(INPUT begins)

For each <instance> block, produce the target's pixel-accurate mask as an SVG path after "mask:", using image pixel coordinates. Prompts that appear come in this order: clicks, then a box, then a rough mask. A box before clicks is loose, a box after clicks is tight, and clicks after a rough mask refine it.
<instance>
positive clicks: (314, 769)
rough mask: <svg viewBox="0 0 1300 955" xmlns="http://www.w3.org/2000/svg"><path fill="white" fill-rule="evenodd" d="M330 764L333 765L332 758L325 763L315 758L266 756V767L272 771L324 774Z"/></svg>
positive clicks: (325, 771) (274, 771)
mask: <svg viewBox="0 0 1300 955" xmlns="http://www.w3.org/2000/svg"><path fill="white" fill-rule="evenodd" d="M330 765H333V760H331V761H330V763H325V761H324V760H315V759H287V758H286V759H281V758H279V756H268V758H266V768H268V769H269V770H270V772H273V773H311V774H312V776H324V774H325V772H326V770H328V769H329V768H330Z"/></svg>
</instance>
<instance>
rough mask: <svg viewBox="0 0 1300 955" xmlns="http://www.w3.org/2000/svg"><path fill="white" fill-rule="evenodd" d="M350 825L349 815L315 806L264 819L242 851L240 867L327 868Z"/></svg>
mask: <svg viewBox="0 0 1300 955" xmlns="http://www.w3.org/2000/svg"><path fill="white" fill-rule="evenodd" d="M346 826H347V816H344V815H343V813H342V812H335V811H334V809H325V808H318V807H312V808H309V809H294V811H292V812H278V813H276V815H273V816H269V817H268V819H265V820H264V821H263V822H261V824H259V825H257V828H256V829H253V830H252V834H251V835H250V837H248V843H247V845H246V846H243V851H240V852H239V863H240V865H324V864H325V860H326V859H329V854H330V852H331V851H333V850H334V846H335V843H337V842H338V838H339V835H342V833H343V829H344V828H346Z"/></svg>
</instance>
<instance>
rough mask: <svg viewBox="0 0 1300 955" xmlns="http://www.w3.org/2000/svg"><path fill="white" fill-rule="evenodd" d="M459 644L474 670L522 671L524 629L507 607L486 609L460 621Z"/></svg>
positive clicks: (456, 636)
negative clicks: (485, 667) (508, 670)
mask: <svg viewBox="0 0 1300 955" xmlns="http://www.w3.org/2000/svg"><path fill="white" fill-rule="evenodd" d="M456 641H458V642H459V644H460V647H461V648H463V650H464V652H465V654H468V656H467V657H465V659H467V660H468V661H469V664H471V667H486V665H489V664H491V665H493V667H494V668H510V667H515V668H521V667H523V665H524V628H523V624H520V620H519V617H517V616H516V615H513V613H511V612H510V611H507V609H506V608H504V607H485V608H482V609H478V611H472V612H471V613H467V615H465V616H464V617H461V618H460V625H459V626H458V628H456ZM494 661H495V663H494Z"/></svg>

(INPUT ends)

**WHAT YOU SHOULD DO**:
Word for word, repeat each entry from the listing above.

**YOUR RESPONSE**:
For each <instance> block, produce the target's pixel-accurate mask as an SVG path after "mask:", using image pixel coordinates. Prompts that appear come in this order: clicks, then a box, then a rough mask. A box before clicks is loose, a box after clicks is tight, and clicks after a rough mask refine it.
<instance>
positive clicks: (314, 769)
rough mask: <svg viewBox="0 0 1300 955" xmlns="http://www.w3.org/2000/svg"><path fill="white" fill-rule="evenodd" d="M330 764L333 765L332 758L325 763L315 758L266 756V767L272 771L324 774Z"/></svg>
positive clicks: (325, 771) (274, 771)
mask: <svg viewBox="0 0 1300 955" xmlns="http://www.w3.org/2000/svg"><path fill="white" fill-rule="evenodd" d="M330 765H333V760H331V761H330V763H325V761H324V760H315V759H287V758H286V759H281V758H279V756H268V758H266V768H268V769H269V770H270V772H273V773H311V774H312V776H324V774H325V772H326V770H328V769H329V768H330Z"/></svg>
</instance>
<instance>
rough mask: <svg viewBox="0 0 1300 955" xmlns="http://www.w3.org/2000/svg"><path fill="white" fill-rule="evenodd" d="M350 825L349 815L315 806L264 819L242 851L240 867L327 868Z"/></svg>
mask: <svg viewBox="0 0 1300 955" xmlns="http://www.w3.org/2000/svg"><path fill="white" fill-rule="evenodd" d="M346 826H347V816H344V815H343V813H342V812H335V811H334V809H325V808H318V807H312V808H309V809H294V811H292V812H278V813H276V815H273V816H269V817H268V819H265V820H264V821H263V822H261V824H259V825H257V828H256V829H253V830H252V834H251V835H250V837H248V843H247V845H246V846H243V851H240V852H239V863H240V865H324V864H325V860H326V859H329V854H330V852H331V851H333V850H334V846H335V843H337V842H338V838H339V835H342V833H343V829H344V828H346Z"/></svg>
</instance>
<instance>
rough mask: <svg viewBox="0 0 1300 955" xmlns="http://www.w3.org/2000/svg"><path fill="white" fill-rule="evenodd" d="M459 644L474 670L522 671L524 629L507 607L486 609L460 621Z"/></svg>
positive clicks: (456, 636)
negative clicks: (485, 667) (508, 670)
mask: <svg viewBox="0 0 1300 955" xmlns="http://www.w3.org/2000/svg"><path fill="white" fill-rule="evenodd" d="M456 641H458V642H459V644H460V647H461V648H463V650H464V652H465V654H468V656H467V657H465V659H467V660H468V661H469V664H471V667H486V665H489V664H491V665H493V667H494V668H510V667H515V668H521V667H523V665H524V628H523V624H520V620H519V617H517V616H516V615H513V613H511V612H510V611H507V609H506V608H504V607H485V608H482V609H478V611H472V612H471V613H467V615H465V616H464V617H461V618H460V625H459V626H458V628H456ZM494 661H495V663H494Z"/></svg>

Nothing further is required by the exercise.